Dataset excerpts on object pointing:
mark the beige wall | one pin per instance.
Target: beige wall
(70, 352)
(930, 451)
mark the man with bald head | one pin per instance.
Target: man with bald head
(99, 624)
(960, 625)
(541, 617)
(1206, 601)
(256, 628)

* [Exercise]: Write out the lines of the listing above with no changes.

* [Correct result]:
mark the beige wall | one pin per instance.
Target: beige wall
(70, 352)
(930, 451)
mark the man with bald head | one pin per instance.
Target: man with bald head
(99, 624)
(960, 625)
(541, 617)
(1206, 601)
(256, 628)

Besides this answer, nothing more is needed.